**Directions for this task:** Rescale the rows below: write out every line in full, and multiply each answer coordinate by 2.55, rounding to whole numbers with halves rounded up.

**Input:**
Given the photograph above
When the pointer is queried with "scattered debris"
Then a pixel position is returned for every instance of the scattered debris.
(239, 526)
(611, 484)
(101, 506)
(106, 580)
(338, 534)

**Full solution:**
Given the photograph above
When the pointer is queried with "scattered debris"
Then a pixel position is returned for every instance of the scattered debris.
(609, 1341)
(1558, 1234)
(258, 1290)
(270, 1479)
(862, 1362)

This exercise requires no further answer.